| Aim of the task |
Please copy every row below word for word, leaving out the pictures.
______
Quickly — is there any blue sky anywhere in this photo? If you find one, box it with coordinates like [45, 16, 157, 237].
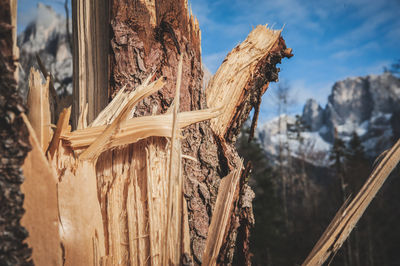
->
[189, 0, 400, 122]
[18, 0, 400, 123]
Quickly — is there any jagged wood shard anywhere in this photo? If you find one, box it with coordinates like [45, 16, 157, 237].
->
[27, 68, 53, 151]
[19, 0, 291, 265]
[302, 140, 400, 266]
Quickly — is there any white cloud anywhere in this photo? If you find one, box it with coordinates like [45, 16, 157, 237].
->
[331, 42, 379, 60]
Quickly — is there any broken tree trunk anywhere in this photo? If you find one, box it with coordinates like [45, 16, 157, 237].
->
[0, 0, 32, 265]
[21, 0, 291, 265]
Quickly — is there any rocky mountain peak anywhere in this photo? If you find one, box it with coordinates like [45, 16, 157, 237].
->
[258, 73, 400, 164]
[18, 3, 72, 97]
[302, 99, 324, 131]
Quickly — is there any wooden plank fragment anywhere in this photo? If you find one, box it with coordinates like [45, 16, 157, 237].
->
[27, 68, 52, 152]
[206, 25, 281, 136]
[72, 0, 110, 129]
[201, 162, 243, 265]
[79, 78, 164, 160]
[58, 161, 105, 266]
[61, 108, 221, 149]
[21, 114, 62, 265]
[47, 107, 71, 158]
[302, 140, 400, 266]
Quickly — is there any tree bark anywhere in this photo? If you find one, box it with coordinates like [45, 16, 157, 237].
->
[18, 0, 291, 265]
[0, 0, 32, 265]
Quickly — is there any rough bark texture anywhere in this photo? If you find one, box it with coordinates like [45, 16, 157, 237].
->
[0, 0, 33, 265]
[109, 0, 290, 263]
[110, 0, 228, 263]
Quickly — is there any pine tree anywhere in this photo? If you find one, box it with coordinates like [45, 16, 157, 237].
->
[236, 126, 288, 265]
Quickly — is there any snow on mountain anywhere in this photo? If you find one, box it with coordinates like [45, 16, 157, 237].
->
[18, 3, 72, 97]
[258, 73, 400, 165]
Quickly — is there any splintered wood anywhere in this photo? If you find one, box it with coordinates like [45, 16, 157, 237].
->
[24, 22, 286, 266]
[303, 139, 400, 266]
[206, 25, 281, 137]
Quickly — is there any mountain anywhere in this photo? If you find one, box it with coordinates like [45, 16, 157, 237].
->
[258, 72, 400, 165]
[17, 3, 72, 98]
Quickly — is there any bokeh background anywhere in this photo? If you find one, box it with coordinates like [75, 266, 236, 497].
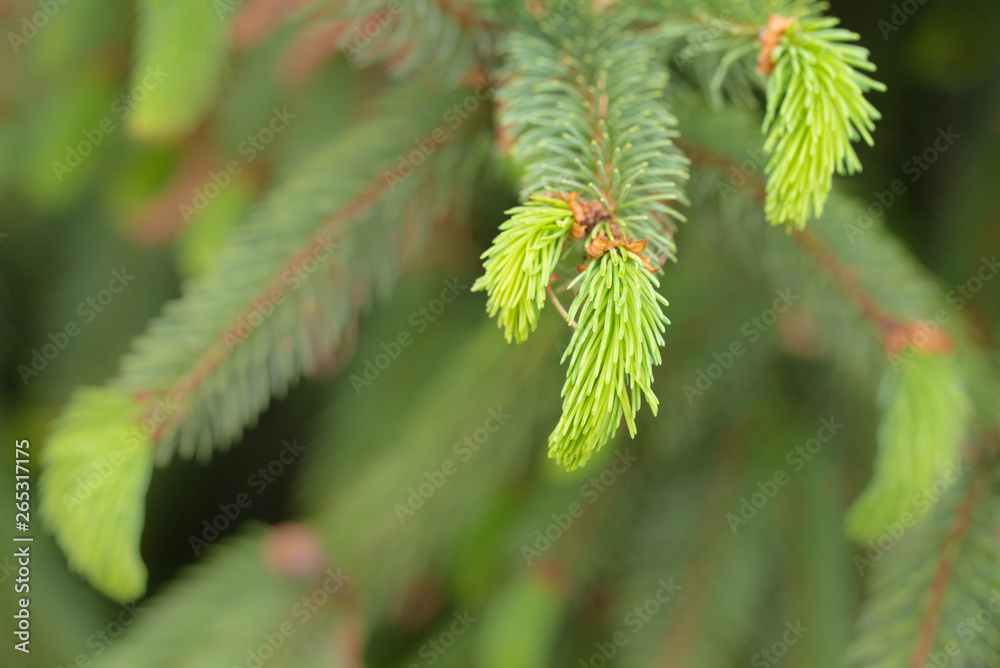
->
[0, 0, 1000, 668]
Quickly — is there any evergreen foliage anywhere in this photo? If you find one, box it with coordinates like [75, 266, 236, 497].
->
[0, 0, 1000, 668]
[764, 12, 885, 229]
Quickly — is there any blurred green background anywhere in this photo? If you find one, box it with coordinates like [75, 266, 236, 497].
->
[0, 0, 1000, 667]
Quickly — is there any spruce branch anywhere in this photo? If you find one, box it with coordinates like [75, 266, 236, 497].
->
[497, 16, 688, 258]
[549, 248, 669, 470]
[472, 195, 574, 343]
[846, 461, 1000, 668]
[477, 10, 688, 469]
[128, 0, 229, 140]
[40, 388, 153, 601]
[331, 0, 492, 86]
[44, 88, 485, 594]
[847, 353, 972, 541]
[758, 16, 885, 229]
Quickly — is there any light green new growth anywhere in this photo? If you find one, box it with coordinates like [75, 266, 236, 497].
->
[549, 248, 669, 470]
[472, 195, 573, 343]
[40, 388, 153, 601]
[847, 353, 972, 540]
[763, 17, 885, 229]
[477, 11, 688, 469]
[128, 0, 235, 140]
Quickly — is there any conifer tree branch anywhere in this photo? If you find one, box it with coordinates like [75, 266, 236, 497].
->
[42, 88, 485, 599]
[474, 9, 687, 469]
[909, 470, 989, 668]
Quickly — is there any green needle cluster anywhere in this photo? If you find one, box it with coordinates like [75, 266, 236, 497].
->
[763, 17, 885, 229]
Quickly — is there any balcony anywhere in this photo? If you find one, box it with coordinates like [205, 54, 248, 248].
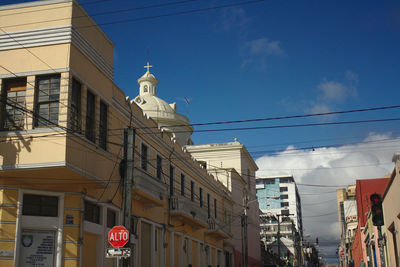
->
[132, 168, 168, 208]
[169, 196, 207, 229]
[206, 218, 231, 239]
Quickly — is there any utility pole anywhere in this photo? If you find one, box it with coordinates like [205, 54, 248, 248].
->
[276, 214, 281, 266]
[242, 195, 249, 267]
[122, 127, 136, 267]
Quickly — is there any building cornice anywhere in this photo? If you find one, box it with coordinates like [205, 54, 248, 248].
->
[0, 25, 114, 80]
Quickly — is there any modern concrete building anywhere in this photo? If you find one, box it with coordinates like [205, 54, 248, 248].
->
[0, 0, 234, 267]
[349, 178, 389, 267]
[336, 185, 358, 266]
[185, 143, 261, 266]
[256, 176, 303, 262]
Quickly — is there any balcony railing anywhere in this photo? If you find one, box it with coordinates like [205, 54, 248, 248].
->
[207, 218, 231, 239]
[169, 196, 207, 228]
[132, 169, 168, 206]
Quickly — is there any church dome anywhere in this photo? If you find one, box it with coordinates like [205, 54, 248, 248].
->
[138, 71, 158, 84]
[134, 63, 193, 146]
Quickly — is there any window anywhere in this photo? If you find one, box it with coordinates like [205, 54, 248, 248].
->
[214, 198, 218, 219]
[35, 75, 60, 126]
[140, 143, 148, 171]
[22, 194, 58, 217]
[99, 101, 108, 150]
[281, 202, 289, 208]
[199, 187, 203, 207]
[388, 223, 399, 266]
[85, 91, 95, 142]
[181, 173, 185, 196]
[281, 210, 289, 215]
[169, 165, 175, 196]
[70, 79, 82, 132]
[198, 160, 207, 169]
[0, 78, 26, 130]
[157, 155, 162, 179]
[279, 177, 293, 184]
[207, 193, 211, 218]
[85, 201, 100, 224]
[190, 181, 194, 202]
[107, 209, 117, 228]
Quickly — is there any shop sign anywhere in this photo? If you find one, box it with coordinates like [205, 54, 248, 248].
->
[19, 229, 55, 267]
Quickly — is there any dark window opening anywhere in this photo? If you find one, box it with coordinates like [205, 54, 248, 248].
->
[157, 155, 162, 179]
[0, 78, 26, 130]
[140, 144, 149, 171]
[85, 201, 100, 224]
[169, 165, 175, 196]
[207, 193, 211, 218]
[107, 209, 117, 228]
[70, 79, 82, 132]
[85, 91, 96, 142]
[281, 210, 289, 215]
[190, 181, 195, 202]
[214, 198, 218, 219]
[181, 173, 185, 196]
[22, 194, 58, 217]
[35, 75, 60, 127]
[199, 187, 203, 207]
[99, 101, 108, 150]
______
| Solution |
Quickly — is there any blue sky anywhere in this photo? If you find one, box it with coordinates like [45, 16, 157, 237].
->
[189, 0, 400, 122]
[18, 0, 400, 123]
Quickly — is there any jagged wood shard anywhere in this photo? If you find one, box it with coordinates like [45, 16, 157, 237].
->
[27, 68, 53, 151]
[19, 0, 291, 265]
[302, 140, 400, 266]
Quickly — is there any white cloud anywhere in this photo? If you find one, box it with coordinates like [45, 16, 157, 237].
->
[331, 42, 379, 60]
Quickly — is there any broken tree trunk anywhere in this photo? If you find one, box it with coordinates like [45, 16, 157, 237].
->
[0, 0, 32, 265]
[21, 0, 291, 265]
Quickly — is there any rocky mountain peak anywhere in this photo? If you find one, box it with coordinates like [45, 16, 157, 237].
->
[258, 73, 400, 164]
[18, 3, 72, 97]
[302, 99, 324, 131]
Quickly — is there any wooden plank fragment anywhere in this photo? If you find one, box it with coordinates like [45, 16, 157, 237].
->
[27, 68, 52, 152]
[206, 25, 281, 136]
[72, 0, 110, 129]
[201, 162, 243, 265]
[79, 78, 164, 160]
[58, 161, 105, 266]
[61, 108, 221, 149]
[21, 114, 62, 265]
[47, 107, 71, 158]
[302, 140, 400, 266]
Quickly — is there any tree bark anywhere in this photo? If you find one, box it with coordinates like [45, 16, 157, 237].
->
[18, 0, 291, 265]
[0, 0, 32, 265]
Quickly — is there any rough bark texture anywhere in this photo? If you find one, box it with coordinates like [45, 16, 157, 237].
->
[0, 0, 33, 265]
[109, 0, 290, 263]
[110, 0, 228, 263]
Quickly — is there any pine tree anywhere in this photo? If you find one, box it with coordinates like [45, 16, 157, 237].
->
[236, 126, 288, 265]
Quickly — is there any snow on mountain anywhere in this photo? If you find one, box it with coordinates like [45, 16, 157, 237].
->
[18, 3, 72, 97]
[258, 73, 400, 165]
Quickly — is there any splintered wood anywhere in this photo? If you find one, box it with coordinates like [45, 16, 157, 237].
->
[24, 22, 286, 266]
[303, 139, 400, 266]
[206, 25, 281, 137]
Quickly — is there any mountain anywhere in this photo? If you find one, box it with coordinates like [45, 16, 157, 237].
->
[258, 72, 400, 165]
[17, 3, 72, 98]
Quickly — is there any bokeh background anywhere in this photo? If you find one, box it with coordinates like [75, 266, 236, 497].
->
[0, 0, 1000, 668]
Quickly — is there any evergreen foliage anywhere in this photo? If you find one, box it with coordinates like [75, 266, 236, 497].
->
[0, 0, 1000, 668]
[764, 12, 885, 229]
Quickly — is there any blurred green background anywhere in this photo? If you find one, box it with coordinates like [75, 266, 236, 497].
->
[0, 0, 1000, 667]
Quickly — is there any spruce branch anywhere in this photo? If you find one, box it with coordinates like [75, 266, 236, 497].
->
[497, 16, 688, 258]
[549, 248, 669, 470]
[472, 195, 574, 343]
[846, 461, 1000, 668]
[477, 10, 688, 469]
[128, 0, 229, 140]
[40, 388, 153, 601]
[331, 0, 492, 86]
[44, 88, 485, 594]
[847, 353, 972, 541]
[758, 16, 885, 229]
Quickly — is there any light green new growth anywhere in this photo? If you find one, box it with coordinates like [75, 266, 236, 497].
->
[549, 248, 669, 470]
[472, 195, 573, 343]
[40, 388, 153, 601]
[847, 353, 972, 540]
[763, 17, 885, 229]
[477, 11, 688, 469]
[128, 0, 235, 140]
Quickly — is there any conifer tree branch anywhere in this photo? If you find one, box it with coordinates like [75, 266, 236, 497].
->
[42, 88, 485, 599]
[474, 9, 687, 469]
[909, 470, 989, 668]
Quickly — is there any green needle cluster anywhere in this photo? If you find one, box it with coordinates like [75, 266, 236, 497].
->
[763, 17, 885, 229]
Quickly — is there any balcony anywhere in this photo? If you find one, box it with coordinates like [205, 54, 248, 248].
->
[132, 168, 168, 208]
[169, 196, 207, 229]
[206, 218, 231, 239]
Quickly — is there any utility pole anywhere in this photo? If you find one, box it with coordinates like [205, 54, 248, 248].
->
[276, 214, 281, 266]
[242, 195, 249, 267]
[122, 127, 136, 267]
Quickly — is there any building cornice anywhere in this photo? If you find one, box it with coordinates like [205, 54, 248, 248].
->
[0, 25, 114, 80]
Quickly — is there any modern concrete building anywhere in this photo? If you find one, box it with coordinates like [205, 54, 248, 248].
->
[0, 0, 234, 267]
[349, 178, 389, 267]
[336, 185, 358, 266]
[185, 143, 261, 266]
[256, 176, 303, 262]
Quickly — is there any balcony railing anywhere in this photo? If you find one, box it with coordinates like [205, 54, 248, 248].
->
[207, 218, 231, 239]
[169, 196, 207, 228]
[132, 169, 168, 206]
Quickly — is there any church dome anywhere in this photo? If you find one, box it with coordinates like [205, 54, 248, 248].
->
[138, 71, 158, 84]
[134, 63, 193, 146]
Quickly — is there any window anywhere in this photo? If you find one, box it with coordinates like [205, 54, 248, 248].
->
[214, 198, 218, 219]
[35, 75, 60, 126]
[140, 143, 148, 171]
[22, 194, 58, 217]
[99, 101, 108, 150]
[281, 202, 289, 208]
[199, 187, 203, 207]
[388, 223, 399, 266]
[85, 91, 95, 142]
[181, 173, 185, 196]
[281, 210, 289, 215]
[169, 165, 175, 196]
[70, 79, 82, 132]
[198, 160, 207, 169]
[0, 78, 26, 130]
[157, 155, 162, 179]
[279, 177, 293, 184]
[207, 193, 211, 218]
[85, 201, 100, 224]
[190, 181, 194, 202]
[107, 209, 117, 228]
Quickly — is there any shop sign anywhere in this photo? If you find one, box it with coordinates like [205, 54, 248, 248].
->
[19, 229, 55, 267]
Quickly — is there any dark window opening anywhere in this photo? If you find one, box it with coordinates like [205, 54, 248, 248].
->
[157, 155, 162, 179]
[0, 78, 26, 130]
[140, 144, 149, 171]
[85, 201, 100, 224]
[169, 165, 175, 196]
[207, 193, 211, 218]
[107, 209, 117, 228]
[70, 79, 82, 132]
[85, 91, 96, 142]
[281, 210, 289, 215]
[190, 181, 195, 202]
[214, 198, 218, 219]
[181, 173, 185, 196]
[22, 194, 58, 217]
[35, 75, 60, 127]
[199, 187, 203, 207]
[99, 101, 108, 150]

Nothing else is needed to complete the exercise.